TEXT |

With minimal command line usage, the pipeline can then map the sequencing data to the reference genome to reconstruct the genomes from the two samples, performing quality filtering and quality control on the way. It also prepares the data for downstream analyzes, which include multiple reports and comparable estimations of the genomic erosion indices per sample.
“Depending on the storage and computational power available to the user, as well as the size of the genome of the target species, GenErode can be run on dozens of samples at the time.
Importantly, GenErode does a great job at keeping reports and logs of settings used in past runs, which should help with reproducibility”, he says.
There are multiple pipelines available that can be used to process genomic data from modern samples, as well as pipelines for ancient DNA data.
“To our knowledge, this is the only pipeline aimed at specifically processing and analyzing genomic data from endangered species. The uniqueness of GenErode comes from the fact that you can process both kinds of data, historical and modern in the same pipeline. Since the aim is to make the downstream analyses, comparable between samples from different periods, our pipeline processes the data accordingly”, says David Díez-del-Molino.
Today, there are multiple large-scale projects, such as the Darwin Tree of Life (DTOL), the Vertebrate Genomes Project (VGP), and the European Reference Genome Atlas (ERGA) that are set to generate reference genomes for all eukaryotes.
“This has the potential to transform the genomics research for endangered species. Therefore, we predict that the number of genomic projects on endangered species will make use of these resources and will multiply in the coming years as well. I think bioinformatics pipelines such as GenErode can be at the center of such a movement, helping researchers and practitioners alike to process and analyze their genomic data”, David says.
“There is definitively a scope for GenErode 2, but we will see. For now, we will be focused on solving any issues or bugs the users might find and improve this pipeline as much as we can to make it as useful as it can be”, he concludes.
What was the hardest part of developing this pipeline?

EXERCISE DATA |
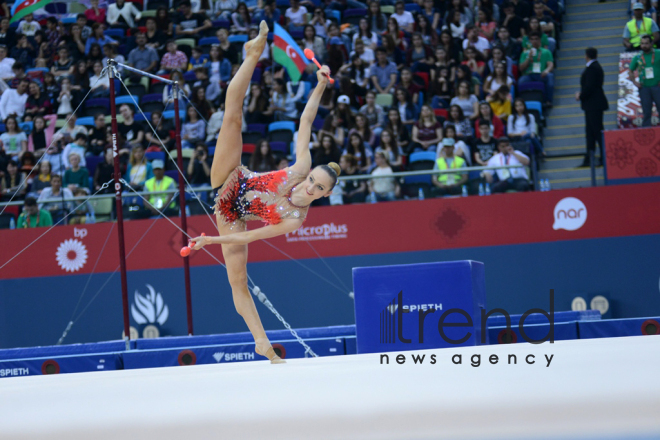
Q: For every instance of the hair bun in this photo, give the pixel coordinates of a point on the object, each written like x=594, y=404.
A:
x=335, y=167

REQUIREMENT A | List every large-scale project that the text about the GenErode pipeline names as set to generate reference genomes for all eukaryotes.
REQUIREMENT B | Repeat word for word the passage of the text about the GenErode pipeline from "With minimal command" up to and including "at the time.".

EXERCISE SOLUTION A |
- Darwin Tree of Life (DTOL)
- Vertebrate Genomes Project (VGP)
- European Reference Genome Atlas (ERGA)

EXERCISE SOLUTION B |
With minimal command line usage, the pipeline can then map the sequencing data to the reference genome to reconstruct the genomes from the two samples, performing quality filtering and quality control on the way. It also prepares the data for downstream analyzes, which include multiple reports and comparable estimations of the genomic erosion indices per sample.
“Depending on the storage and computational power available to the user, as well as the size of the genome of the target species, GenErode can be run on dozens of samples at the time.